O Centro-Oeste e, singularmente, o então Mato Grosso - no interior do
processo de divisão regional do trabalho - buscavam oferecer condições para a
industrialização de matérias-primas locais, caracterizando-se como área
alternativa de desconcentração industrial e principalmente promovendo a sua
definitiva integração à economia brasileira. Com esse
princípio é que, parece-nos, se
tornou possível a implementação dessas áreas-pólos em Mato Grosso do
Sul.
Com base na
teoria da polarização - respaldado
pela orientação do Governo Federal, através do II Plano Nacional de
Desenvolvimento - chegou-se oficialmente à
conclusão de que as cidades de Campo Grande, Dourados, Corumbá e Três
Lagoas - pelo intenso ritmo de urbanização e pela infra-estrutura
econômica, capazes de garantir o
sucesso da industrialização - tinham plenamente justificadas as suas escolhas
como pólos de desenvolvimento para a polarização das atividades econômicas no
antigo sul de Mato Grosso. Isto
implicou em dar prioridade à implantação de seus distritos industriais.
São
cidades dinâmicas economicamente que, depois de selecionadas, o Estado concentra
todos os esforços promocionais, fundamentalmente na implantação de distritos
industriais visando fomentar/disciplinar o desenvolvimento nesse pólo, com o
pressuposto de que, uma vez introduzidos novos incentivos, aquela tendência mais
facilmente se aceleraria e a partir dele (o pólo), desenvolver-se-ia a economia
regional, de modo que o crescimento se processaria e se propagaria para as áreas
sob sua influência.
Concebe-se a
política de distritos industriais como um instrumento fundamental para a atração
de novas indústrias, na medida em que, ao facilitar a localização desconcentrada
de unidades fabris, o façam de modo a propiciar maior aproveitamento de
economias externas e de aglomeração e, minimiza o seu impacto no ambiente
urbano, mediante implantação planejada.
Portanto, a eficácia dos distritos industriais na orientação do
desenvolvimento econômico e social do País tem, do ponto de vista
tecnoburocrático, poderes multiplicadores que inicialmente utilizam um nível
mínimo de desenvolvimento socioeconômico que é catalisado e utilizado num
processo de retroalimentação contínuo.
Embora se
justifique a criação de pólos e de distritos com argumentos derivando de
objetivos de promoção do desenvolvimento e
de área alternativa para a desconcentração industrial, é possível
observar que tais objetivos são tomados como um fim desejável em si mesmo, e não
como necessidades intrínsecas à própria valorização do capital. Assim, a
participação dos fundos públicos é
ideologicamente sustentada. Como exemplo, Perroux (1967, p.204) argumenta que "a
nação do século XX encontra nos pólos de desenvolvimento a sua força e o seu
meio vital."
O processo de
expansão capitalista em todas as escalas, teve na ativa presença governamental
um instrumento de proteção e incentivo à
acumulação. Oliveira (1998)
advoga que "a formação do sistema capitalista é impensável sem a utilização dos
recursos públicos."

REQUISITOS DO EXERCÍCIO:
Por favor, transcreva do texto sobre os distritos industriais de Mato Grosso do Sul a parte que começa em "Portanto, a eficácia" e segue até "de retroalimentação contínuo.".

DADOS FORNECIDOS:
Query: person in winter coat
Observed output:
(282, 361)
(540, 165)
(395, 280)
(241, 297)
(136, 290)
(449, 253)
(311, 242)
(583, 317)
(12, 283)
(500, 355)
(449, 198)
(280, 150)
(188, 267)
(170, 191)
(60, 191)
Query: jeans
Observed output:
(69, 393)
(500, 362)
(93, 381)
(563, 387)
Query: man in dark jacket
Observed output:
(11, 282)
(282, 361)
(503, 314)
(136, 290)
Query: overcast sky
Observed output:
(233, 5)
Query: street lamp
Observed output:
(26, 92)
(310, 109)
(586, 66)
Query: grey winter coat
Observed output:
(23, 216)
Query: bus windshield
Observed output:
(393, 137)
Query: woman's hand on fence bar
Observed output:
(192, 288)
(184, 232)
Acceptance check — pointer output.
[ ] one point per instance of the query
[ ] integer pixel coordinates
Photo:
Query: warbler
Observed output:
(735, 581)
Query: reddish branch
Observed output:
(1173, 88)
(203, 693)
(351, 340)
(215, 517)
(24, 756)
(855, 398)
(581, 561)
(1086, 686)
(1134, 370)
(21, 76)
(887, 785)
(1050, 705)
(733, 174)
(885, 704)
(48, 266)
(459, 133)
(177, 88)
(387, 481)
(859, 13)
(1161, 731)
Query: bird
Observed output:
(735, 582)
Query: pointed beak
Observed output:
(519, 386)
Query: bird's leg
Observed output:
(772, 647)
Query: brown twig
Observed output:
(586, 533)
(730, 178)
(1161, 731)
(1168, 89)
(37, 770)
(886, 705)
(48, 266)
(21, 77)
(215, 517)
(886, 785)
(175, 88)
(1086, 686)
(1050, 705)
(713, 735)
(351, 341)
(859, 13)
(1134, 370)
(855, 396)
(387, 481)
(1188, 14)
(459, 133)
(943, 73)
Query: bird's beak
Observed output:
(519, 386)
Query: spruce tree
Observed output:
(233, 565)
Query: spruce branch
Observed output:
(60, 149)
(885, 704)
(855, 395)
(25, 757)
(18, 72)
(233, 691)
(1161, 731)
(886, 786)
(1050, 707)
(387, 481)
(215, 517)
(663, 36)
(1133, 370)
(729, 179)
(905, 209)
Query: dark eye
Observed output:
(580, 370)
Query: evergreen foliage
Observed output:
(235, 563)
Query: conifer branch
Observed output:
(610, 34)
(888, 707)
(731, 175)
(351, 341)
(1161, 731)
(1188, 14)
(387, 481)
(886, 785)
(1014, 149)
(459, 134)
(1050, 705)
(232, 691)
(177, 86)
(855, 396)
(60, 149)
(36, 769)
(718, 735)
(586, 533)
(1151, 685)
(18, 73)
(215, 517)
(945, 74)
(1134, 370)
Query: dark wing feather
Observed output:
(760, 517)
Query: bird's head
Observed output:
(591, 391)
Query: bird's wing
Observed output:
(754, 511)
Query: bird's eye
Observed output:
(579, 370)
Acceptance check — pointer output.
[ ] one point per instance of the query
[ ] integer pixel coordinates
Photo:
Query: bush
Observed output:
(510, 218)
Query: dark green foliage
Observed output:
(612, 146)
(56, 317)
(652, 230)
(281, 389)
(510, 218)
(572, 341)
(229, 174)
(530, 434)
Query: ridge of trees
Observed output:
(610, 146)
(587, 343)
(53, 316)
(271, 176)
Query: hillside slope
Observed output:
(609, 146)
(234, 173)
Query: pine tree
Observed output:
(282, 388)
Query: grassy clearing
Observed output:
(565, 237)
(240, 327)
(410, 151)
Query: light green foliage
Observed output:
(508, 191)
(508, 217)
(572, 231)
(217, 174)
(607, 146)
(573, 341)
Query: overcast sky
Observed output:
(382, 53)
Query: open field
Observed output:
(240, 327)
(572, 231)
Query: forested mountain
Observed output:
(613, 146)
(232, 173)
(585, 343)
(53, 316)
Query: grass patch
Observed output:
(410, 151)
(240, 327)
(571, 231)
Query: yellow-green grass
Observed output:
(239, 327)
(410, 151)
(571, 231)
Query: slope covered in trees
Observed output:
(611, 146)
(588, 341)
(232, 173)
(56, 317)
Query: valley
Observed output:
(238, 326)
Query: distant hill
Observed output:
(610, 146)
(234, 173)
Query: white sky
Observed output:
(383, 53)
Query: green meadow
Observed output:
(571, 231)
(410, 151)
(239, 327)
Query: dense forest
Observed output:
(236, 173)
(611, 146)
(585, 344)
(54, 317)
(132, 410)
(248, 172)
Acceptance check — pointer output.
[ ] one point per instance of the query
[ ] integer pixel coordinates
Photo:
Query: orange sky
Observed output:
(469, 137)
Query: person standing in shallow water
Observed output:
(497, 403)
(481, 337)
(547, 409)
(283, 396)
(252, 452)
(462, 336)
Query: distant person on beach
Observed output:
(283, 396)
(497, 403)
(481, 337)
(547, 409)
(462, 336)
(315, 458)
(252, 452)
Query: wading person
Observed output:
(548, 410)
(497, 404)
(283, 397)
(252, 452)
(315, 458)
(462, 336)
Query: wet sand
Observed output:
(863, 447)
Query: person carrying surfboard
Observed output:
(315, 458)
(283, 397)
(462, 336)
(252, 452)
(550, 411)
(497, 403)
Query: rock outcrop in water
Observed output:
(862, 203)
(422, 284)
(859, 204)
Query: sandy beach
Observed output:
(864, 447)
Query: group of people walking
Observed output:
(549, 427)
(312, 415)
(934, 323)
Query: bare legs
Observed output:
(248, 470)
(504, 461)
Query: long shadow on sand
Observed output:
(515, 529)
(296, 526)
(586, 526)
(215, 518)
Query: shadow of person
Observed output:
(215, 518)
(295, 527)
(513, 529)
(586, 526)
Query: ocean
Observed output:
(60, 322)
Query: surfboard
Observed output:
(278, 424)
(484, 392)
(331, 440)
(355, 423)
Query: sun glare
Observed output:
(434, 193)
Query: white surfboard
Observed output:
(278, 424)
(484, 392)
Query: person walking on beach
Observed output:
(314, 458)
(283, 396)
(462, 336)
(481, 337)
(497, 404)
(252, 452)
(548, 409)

SOLUÇÃO DO PROBLEMA:
Portanto, a eficácia dos distritos industriais na orientação do
desenvolvimento econômico e social do País tem, do ponto de vista
tecnoburocrático, poderes multiplicadores que inicialmente utilizam um nível
mínimo de desenvolvimento socioeconômico que é catalisado e utilizado num
processo de retroalimentação contínuo.